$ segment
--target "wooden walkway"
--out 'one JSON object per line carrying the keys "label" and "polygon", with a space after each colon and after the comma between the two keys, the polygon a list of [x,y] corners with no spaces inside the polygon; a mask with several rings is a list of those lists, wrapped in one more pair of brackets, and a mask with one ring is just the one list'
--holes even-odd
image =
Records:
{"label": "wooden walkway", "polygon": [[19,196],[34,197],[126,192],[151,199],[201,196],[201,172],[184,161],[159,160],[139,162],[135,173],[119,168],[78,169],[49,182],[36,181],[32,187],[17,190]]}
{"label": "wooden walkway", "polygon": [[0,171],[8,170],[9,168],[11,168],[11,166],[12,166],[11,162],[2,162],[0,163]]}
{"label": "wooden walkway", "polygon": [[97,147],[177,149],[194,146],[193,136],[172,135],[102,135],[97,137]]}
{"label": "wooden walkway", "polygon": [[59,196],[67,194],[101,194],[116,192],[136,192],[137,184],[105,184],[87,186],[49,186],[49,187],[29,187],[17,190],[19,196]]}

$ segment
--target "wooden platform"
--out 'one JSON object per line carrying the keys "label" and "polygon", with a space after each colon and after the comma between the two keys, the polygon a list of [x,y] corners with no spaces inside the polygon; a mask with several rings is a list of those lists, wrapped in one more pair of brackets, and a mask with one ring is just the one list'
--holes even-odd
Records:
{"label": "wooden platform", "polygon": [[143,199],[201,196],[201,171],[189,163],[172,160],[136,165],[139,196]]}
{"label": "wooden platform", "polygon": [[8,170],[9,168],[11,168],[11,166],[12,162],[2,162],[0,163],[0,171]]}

● ● ● ● ● ● ●

> _THE TASK_: How many lines in the material above contain the string "target"? Reply with the number alone.

> _RESULT_: 2